*Task directions*: Rewrite the lines beginning with the first line and ending with the line that contains "pixel 343 105" as a JSON list of strings, one string per line, with blank lines omitted.

*Records*:
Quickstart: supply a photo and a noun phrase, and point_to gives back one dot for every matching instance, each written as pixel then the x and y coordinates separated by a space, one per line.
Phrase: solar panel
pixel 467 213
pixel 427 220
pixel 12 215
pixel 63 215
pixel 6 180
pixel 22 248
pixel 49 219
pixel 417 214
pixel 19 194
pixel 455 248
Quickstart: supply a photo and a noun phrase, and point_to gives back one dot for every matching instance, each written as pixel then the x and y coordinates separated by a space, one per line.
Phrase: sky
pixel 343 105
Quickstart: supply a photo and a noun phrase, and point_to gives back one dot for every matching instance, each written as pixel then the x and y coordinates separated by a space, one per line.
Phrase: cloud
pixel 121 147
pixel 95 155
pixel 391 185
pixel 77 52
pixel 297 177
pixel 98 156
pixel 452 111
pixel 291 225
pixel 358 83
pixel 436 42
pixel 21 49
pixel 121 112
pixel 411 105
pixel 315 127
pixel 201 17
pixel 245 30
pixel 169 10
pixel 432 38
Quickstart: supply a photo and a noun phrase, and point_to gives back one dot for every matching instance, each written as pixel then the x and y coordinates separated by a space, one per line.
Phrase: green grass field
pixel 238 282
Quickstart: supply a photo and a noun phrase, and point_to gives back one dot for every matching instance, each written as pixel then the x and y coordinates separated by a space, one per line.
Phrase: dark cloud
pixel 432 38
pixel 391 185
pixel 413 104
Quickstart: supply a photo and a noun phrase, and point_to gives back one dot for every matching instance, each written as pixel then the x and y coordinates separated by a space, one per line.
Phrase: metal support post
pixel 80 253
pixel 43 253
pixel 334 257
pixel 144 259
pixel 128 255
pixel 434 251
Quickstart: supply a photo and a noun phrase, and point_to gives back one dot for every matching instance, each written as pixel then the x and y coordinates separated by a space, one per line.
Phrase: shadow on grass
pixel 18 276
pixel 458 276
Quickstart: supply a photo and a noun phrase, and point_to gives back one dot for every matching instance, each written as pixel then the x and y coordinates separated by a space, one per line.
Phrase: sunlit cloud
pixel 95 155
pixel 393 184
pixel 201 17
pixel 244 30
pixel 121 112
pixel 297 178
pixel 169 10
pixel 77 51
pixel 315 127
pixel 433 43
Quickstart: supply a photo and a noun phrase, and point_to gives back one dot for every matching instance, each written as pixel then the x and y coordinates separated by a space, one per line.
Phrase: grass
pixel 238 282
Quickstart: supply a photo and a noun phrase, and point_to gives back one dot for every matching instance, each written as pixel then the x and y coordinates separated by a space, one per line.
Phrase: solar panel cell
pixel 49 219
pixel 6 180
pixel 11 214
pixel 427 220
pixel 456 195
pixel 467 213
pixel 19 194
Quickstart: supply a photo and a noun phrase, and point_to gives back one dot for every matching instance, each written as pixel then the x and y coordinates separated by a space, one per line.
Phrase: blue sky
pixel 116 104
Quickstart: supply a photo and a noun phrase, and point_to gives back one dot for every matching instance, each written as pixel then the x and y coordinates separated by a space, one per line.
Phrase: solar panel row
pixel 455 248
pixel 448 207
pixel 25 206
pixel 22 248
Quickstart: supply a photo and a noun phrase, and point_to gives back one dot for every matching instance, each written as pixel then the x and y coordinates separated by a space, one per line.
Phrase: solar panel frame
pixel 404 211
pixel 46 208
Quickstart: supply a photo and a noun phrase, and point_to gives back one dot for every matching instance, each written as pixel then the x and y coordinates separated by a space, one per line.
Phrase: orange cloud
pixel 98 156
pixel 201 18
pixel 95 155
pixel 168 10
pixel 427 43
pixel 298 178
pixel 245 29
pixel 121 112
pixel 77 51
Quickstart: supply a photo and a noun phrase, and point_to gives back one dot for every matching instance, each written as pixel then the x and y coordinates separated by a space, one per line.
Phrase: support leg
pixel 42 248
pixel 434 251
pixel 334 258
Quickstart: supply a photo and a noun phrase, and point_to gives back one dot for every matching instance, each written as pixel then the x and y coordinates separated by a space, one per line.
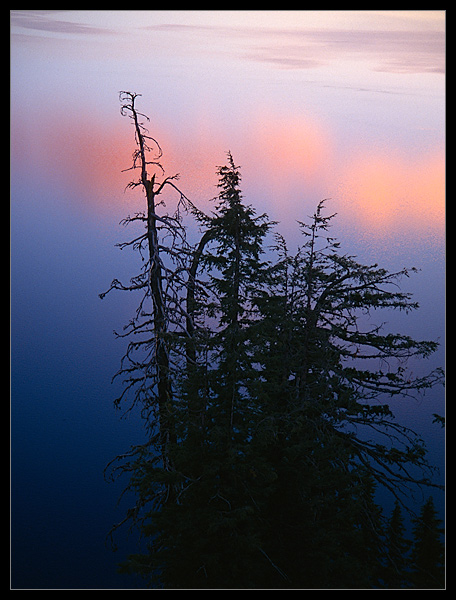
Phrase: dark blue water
pixel 64 429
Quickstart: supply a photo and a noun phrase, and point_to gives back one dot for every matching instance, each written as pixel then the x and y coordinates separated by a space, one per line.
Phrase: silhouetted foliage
pixel 428 566
pixel 264 397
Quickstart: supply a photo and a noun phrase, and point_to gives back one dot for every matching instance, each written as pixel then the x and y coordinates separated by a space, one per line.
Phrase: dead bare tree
pixel 161 325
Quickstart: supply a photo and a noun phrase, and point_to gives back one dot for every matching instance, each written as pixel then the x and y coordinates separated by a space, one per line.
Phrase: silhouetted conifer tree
pixel 396 572
pixel 265 399
pixel 427 557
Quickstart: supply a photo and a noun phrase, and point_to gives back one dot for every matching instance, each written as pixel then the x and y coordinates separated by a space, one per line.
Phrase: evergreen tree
pixel 428 570
pixel 264 397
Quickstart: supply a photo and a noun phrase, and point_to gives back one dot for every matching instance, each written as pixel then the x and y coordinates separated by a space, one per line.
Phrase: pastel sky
pixel 324 101
pixel 345 105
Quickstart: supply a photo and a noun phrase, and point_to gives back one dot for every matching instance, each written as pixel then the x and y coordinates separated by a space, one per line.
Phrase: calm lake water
pixel 342 105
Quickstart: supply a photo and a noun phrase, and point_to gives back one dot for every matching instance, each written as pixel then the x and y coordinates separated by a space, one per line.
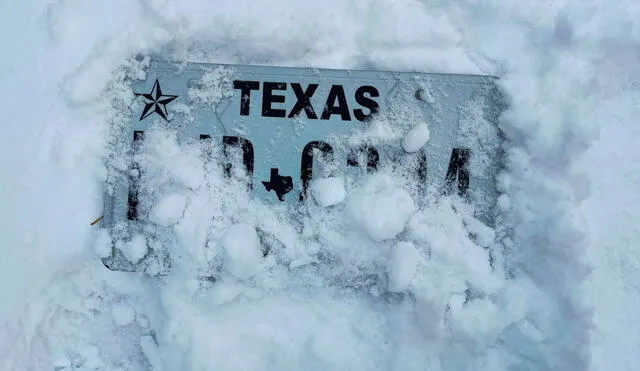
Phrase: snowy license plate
pixel 283 122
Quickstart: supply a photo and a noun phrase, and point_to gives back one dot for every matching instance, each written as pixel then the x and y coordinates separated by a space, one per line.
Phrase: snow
pixel 403 265
pixel 381 208
pixel 242 251
pixel 123 314
pixel 416 138
pixel 328 191
pixel 376 280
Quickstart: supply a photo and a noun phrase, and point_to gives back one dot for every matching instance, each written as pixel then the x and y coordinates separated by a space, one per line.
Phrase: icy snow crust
pixel 373 279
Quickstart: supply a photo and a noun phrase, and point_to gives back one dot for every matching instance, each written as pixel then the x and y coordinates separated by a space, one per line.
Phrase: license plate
pixel 282 121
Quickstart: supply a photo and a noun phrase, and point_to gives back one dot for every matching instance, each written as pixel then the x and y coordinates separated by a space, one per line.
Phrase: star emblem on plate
pixel 156 102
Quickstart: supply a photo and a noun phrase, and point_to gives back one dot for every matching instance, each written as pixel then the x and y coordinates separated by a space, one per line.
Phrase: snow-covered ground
pixel 411 293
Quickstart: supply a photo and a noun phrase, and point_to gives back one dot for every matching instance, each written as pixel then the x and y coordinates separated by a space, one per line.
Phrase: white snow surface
pixel 416 138
pixel 377 281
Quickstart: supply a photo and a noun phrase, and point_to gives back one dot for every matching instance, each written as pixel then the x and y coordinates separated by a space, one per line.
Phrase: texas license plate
pixel 282 120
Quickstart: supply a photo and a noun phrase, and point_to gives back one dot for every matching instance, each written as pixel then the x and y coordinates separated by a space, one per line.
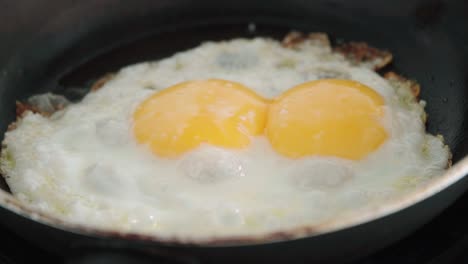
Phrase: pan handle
pixel 115 257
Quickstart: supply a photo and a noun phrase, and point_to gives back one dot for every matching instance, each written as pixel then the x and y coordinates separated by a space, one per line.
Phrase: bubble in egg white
pixel 112 132
pixel 320 174
pixel 103 180
pixel 211 165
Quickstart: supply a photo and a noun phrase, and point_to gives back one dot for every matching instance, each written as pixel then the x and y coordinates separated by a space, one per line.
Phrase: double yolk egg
pixel 328 117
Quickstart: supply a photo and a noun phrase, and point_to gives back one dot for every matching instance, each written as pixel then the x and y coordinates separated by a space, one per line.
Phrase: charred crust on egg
pixel 294 38
pixel 362 54
pixel 359 53
pixel 99 83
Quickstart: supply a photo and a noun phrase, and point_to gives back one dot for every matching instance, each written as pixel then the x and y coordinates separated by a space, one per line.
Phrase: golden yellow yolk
pixel 327 117
pixel 181 117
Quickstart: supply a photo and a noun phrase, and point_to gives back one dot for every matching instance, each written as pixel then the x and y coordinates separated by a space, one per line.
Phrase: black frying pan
pixel 55 44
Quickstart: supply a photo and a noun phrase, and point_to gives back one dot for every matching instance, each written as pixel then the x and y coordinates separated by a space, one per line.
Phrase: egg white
pixel 83 164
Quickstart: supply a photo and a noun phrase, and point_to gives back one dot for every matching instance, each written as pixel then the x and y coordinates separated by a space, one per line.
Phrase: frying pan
pixel 52 45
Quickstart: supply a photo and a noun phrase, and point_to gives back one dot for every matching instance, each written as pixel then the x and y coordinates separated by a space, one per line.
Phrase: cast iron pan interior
pixel 62 46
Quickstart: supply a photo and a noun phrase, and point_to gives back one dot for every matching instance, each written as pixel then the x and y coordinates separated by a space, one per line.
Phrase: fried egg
pixel 235 137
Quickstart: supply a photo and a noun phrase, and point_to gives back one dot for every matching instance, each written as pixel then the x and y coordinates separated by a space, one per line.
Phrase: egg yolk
pixel 217 112
pixel 327 117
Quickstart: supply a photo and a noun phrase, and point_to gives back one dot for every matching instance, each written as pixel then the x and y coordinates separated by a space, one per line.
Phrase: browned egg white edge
pixel 357 53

*The completed task*:
[
  "Quickstart: supply a photo and a noun phrase, and point_to gives back one dot for every matching instance, each written as pixel then the x and y coordinates separated by a space, one per line.",
  "Phrase: solar panel",
  "pixel 467 213",
  "pixel 427 220",
  "pixel 12 215",
  "pixel 63 215",
  "pixel 6 180",
  "pixel 22 248",
  "pixel 49 219",
  "pixel 417 214",
  "pixel 19 194",
  "pixel 455 248",
  "Quickstart: supply a photo and a noun phrase, and point_to gives back one dot for every matching instance, each written as pixel then the x and y coordinates separated by a space, one per line.",
  "Phrase: sky",
  "pixel 343 105"
]